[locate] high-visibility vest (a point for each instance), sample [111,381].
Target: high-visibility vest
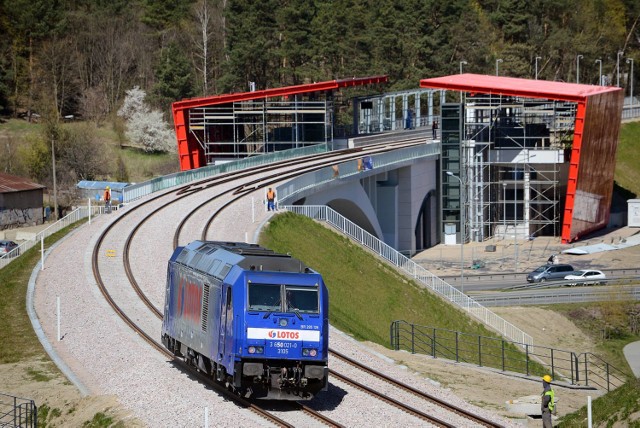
[551,394]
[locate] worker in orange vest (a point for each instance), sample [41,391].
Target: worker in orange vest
[271,198]
[107,199]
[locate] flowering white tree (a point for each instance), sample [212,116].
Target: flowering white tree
[145,127]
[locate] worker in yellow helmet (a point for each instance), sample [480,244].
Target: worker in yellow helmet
[548,401]
[107,199]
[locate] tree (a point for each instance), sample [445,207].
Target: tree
[174,77]
[81,154]
[145,127]
[150,131]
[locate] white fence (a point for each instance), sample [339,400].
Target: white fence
[74,216]
[410,268]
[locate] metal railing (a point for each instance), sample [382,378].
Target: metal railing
[76,215]
[17,412]
[413,270]
[577,369]
[140,190]
[316,179]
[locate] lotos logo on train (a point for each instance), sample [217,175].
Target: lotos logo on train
[275,334]
[284,334]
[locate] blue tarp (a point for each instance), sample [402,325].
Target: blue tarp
[95,189]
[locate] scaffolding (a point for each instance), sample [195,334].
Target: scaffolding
[512,163]
[247,128]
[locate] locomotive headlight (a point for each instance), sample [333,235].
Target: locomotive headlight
[255,349]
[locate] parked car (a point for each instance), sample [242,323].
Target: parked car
[550,273]
[6,247]
[586,277]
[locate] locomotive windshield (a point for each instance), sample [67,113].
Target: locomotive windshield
[283,298]
[302,299]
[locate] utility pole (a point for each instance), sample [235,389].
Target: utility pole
[55,189]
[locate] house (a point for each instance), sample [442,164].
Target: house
[20,202]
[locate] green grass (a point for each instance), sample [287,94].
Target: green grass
[19,341]
[143,166]
[366,295]
[19,126]
[607,324]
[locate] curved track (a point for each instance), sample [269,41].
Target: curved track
[198,205]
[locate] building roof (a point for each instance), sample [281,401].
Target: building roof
[278,92]
[12,183]
[514,86]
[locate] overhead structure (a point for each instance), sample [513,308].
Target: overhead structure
[233,126]
[534,156]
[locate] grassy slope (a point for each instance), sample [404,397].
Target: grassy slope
[141,166]
[19,341]
[366,295]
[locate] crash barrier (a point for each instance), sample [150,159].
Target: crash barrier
[76,215]
[413,270]
[585,369]
[17,412]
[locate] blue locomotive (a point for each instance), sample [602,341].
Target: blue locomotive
[251,318]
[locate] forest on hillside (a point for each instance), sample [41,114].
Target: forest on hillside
[79,57]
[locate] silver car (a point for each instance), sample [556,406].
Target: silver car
[550,273]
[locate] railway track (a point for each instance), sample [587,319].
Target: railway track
[206,199]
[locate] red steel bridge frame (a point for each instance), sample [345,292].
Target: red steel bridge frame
[190,151]
[595,139]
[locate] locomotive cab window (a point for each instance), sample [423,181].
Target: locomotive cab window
[301,299]
[277,298]
[264,297]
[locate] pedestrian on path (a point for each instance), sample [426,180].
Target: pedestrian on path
[271,199]
[107,199]
[548,401]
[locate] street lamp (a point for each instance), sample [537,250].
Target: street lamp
[451,174]
[630,60]
[618,67]
[600,75]
[578,68]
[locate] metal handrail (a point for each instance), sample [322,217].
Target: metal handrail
[140,190]
[577,369]
[412,269]
[17,412]
[76,215]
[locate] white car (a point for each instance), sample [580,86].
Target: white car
[586,277]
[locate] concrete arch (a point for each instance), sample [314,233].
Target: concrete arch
[350,200]
[426,231]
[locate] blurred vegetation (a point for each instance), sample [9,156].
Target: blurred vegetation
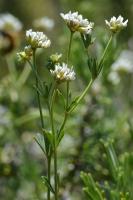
[105,113]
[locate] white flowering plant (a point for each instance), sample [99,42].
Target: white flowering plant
[62,73]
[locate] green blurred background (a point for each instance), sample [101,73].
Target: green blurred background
[105,113]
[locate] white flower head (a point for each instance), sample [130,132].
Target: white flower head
[37,39]
[25,55]
[76,23]
[63,73]
[10,23]
[114,77]
[116,24]
[44,23]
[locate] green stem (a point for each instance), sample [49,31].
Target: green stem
[54,145]
[49,175]
[69,47]
[81,96]
[41,117]
[38,95]
[67,86]
[105,50]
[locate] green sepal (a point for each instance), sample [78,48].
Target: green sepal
[40,141]
[48,184]
[49,136]
[91,189]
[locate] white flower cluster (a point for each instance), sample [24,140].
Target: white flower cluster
[25,55]
[76,23]
[44,23]
[10,23]
[63,73]
[123,65]
[116,24]
[37,39]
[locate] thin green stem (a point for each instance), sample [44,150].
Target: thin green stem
[38,95]
[81,96]
[68,57]
[49,175]
[41,117]
[105,50]
[67,87]
[69,47]
[55,146]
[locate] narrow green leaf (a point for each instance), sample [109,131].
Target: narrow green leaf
[47,183]
[40,141]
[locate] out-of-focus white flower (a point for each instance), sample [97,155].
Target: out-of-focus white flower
[44,23]
[114,78]
[37,39]
[116,24]
[123,65]
[96,87]
[10,23]
[63,73]
[25,55]
[4,42]
[76,23]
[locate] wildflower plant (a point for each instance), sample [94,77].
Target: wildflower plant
[49,140]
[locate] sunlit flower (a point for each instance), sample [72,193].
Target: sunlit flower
[76,23]
[37,39]
[63,73]
[44,23]
[116,24]
[10,23]
[25,55]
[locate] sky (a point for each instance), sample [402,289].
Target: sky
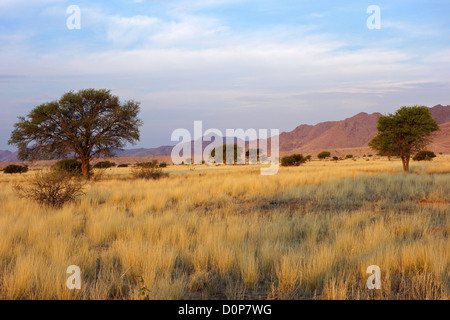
[228,63]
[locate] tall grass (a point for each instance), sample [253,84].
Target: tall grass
[308,232]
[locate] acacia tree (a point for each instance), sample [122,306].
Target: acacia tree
[85,124]
[404,133]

* 과제 안내: 위 기록 전체에서 "Target" 부분을 "Label" 표현으로 바꾸고, 나머지는 그대로 둔 채 다시 적으세요. 그림은 답에 넣지 마세요.

* 정답 출력:
[locate] high-visibility vest (a point for each instance), sample [111,381].
Label: high-visibility vest
[551,394]
[locate] worker in orange vest (a point for each instance), sample [41,391].
Label: worker in orange vest
[271,198]
[107,199]
[locate] flowering white tree (a point for each instance), sample [212,116].
Label: flowering white tree
[145,127]
[locate] worker in yellow helmet (a point for each instance), sample [480,244].
Label: worker in yellow helmet
[548,401]
[107,199]
[locate] tree (a point for each instance), sample [445,207].
Label: tree
[174,77]
[81,154]
[145,127]
[150,131]
[locate] white fence (a point for each instance), sample [339,400].
Label: white fence
[74,216]
[410,268]
[locate] metal railing (a point for each instance), sample [382,378].
Label: metal railing
[76,215]
[17,412]
[413,270]
[577,369]
[140,190]
[316,179]
[locate] lotos logo on train (a point for each instance), sample [217,175].
Label: lotos logo on train
[275,334]
[284,334]
[locate] blue tarp (a point for each instance), sample [402,325].
Label: blue tarp
[95,189]
[locate] scaffolding (a point for each instance), sample [195,334].
Label: scaffolding
[512,163]
[247,128]
[locate] locomotive headlight (a point for each instance), sample [333,235].
Label: locomotive headlight
[255,349]
[locate] parked car (a point for each instance), sample [242,323].
Label: parked car
[550,273]
[6,247]
[586,277]
[locate] locomotive windshield (a point for each instance), sample [67,113].
Label: locomotive windshield
[283,298]
[302,299]
[locate] utility pole (a point for each instance), sample [235,389].
Label: utility pole
[55,189]
[locate] house (a point for each instance), sample [442,164].
Label: house
[20,202]
[locate] green grass (a point for each instance), sample [287,94].
Label: green grass
[19,341]
[143,166]
[366,295]
[19,126]
[607,324]
[locate] curved track (a point for each instance), sample [269,41].
Label: curved track
[198,205]
[locate] building roof (a point for each instance), sample [281,401].
Label: building roof
[278,92]
[12,183]
[514,86]
[locate] overhead structure (a point for each instance), sample [513,308].
Label: overhead structure
[233,126]
[534,156]
[locate] grassy slope (a point for each instance), sample [404,397].
Label: grassy slope
[141,166]
[19,341]
[366,295]
[locate] crash barrier (a point for each instance), sample [150,159].
Label: crash barrier
[76,215]
[413,270]
[585,369]
[17,412]
[locate] blue locomotive (a point for each instance), sample [602,341].
Label: blue locomotive
[251,318]
[locate] forest on hillside (a point for each instance), sample [41,114].
Label: forest on hillside
[79,57]
[locate] silver car (a point for each instance), sample [556,406].
Label: silver car
[550,273]
[locate] railway track (a point for each instance), sample [587,319].
Label: railway track
[206,199]
[locate] red steel bridge frame (a point for each instance), sample [345,292].
Label: red steel bridge frame
[190,151]
[595,139]
[locate] locomotive cab window (a point for each instance), sample [423,181].
Label: locomotive cab window
[301,299]
[277,298]
[264,297]
[locate] pedestrian on path (a point for each instance), sample [426,180].
Label: pedestrian on path
[271,199]
[107,199]
[548,401]
[locate] street lamp (a point for each instance), sample [537,250].
Label: street lamp
[451,174]
[630,60]
[618,67]
[600,75]
[578,68]
[locate] metal handrail (a point for each instance), sample [322,217].
Label: metal handrail
[140,190]
[577,369]
[412,269]
[17,412]
[76,215]
[locate] white car (a point for each instance), sample [580,86].
Label: white car
[586,277]
[locate] concrete arch (a point for each instance), sample [314,233].
Label: concrete arch
[350,200]
[426,231]
[locate] blurred vegetation (a point for each instance), sample [9,156].
Label: blurred vegetation
[105,113]
[locate] white flowering plant (a point for each instance), sample [99,42].
Label: white flowering plant
[62,73]
[locate] green blurred background (a point for each instance), sample [101,73].
Label: green blurred background
[105,113]
[locate] white flower head (a point for each instance), sample [130,132].
Label: white flower head
[37,39]
[25,55]
[76,23]
[63,73]
[10,23]
[114,77]
[116,24]
[44,23]
[locate] green stem (a point for each instance), sample [49,31].
Label: green stem
[54,145]
[49,175]
[69,47]
[81,96]
[41,117]
[38,95]
[67,86]
[105,50]
[locate] green sepal (a point for each instance), sample [78,48].
Label: green sepal
[40,141]
[48,184]
[49,136]
[91,189]
[locate] white flower cluster (a point for each instance), sample [24,140].
Label: white flower cluster
[25,55]
[76,23]
[44,23]
[10,23]
[63,73]
[123,65]
[116,24]
[37,39]
[locate] thin green stem (a point for each instance), sample [44,150].
Label: thin green stem
[38,95]
[81,96]
[68,57]
[49,175]
[41,117]
[105,50]
[67,87]
[69,47]
[55,146]
[locate] narrow green leaf (a point for each instance), sample [109,131].
Label: narrow green leaf
[47,183]
[40,141]
[locate] out-of-focus white flower (a point for each instance), sample [97,155].
Label: out-of-focus white flower
[44,23]
[114,78]
[37,39]
[116,24]
[123,65]
[96,87]
[10,23]
[63,73]
[25,55]
[4,42]
[76,23]
[locate] wildflower plant (a point for each instance), sample [94,77].
Label: wildflower plant
[49,140]
[locate] sunlit flower (a point for each instance), sample [72,193].
Label: sunlit flower
[76,23]
[37,39]
[63,73]
[44,23]
[116,24]
[10,23]
[25,55]
[locate] sky (a point for each instance), sample [402,289].
Label: sky
[228,63]
[locate] tall grass (a point for each instance), sample [253,84].
Label: tall grass
[308,232]
[locate] acacia tree (a point for each instance), sample [122,306].
Label: acacia tree
[85,124]
[404,133]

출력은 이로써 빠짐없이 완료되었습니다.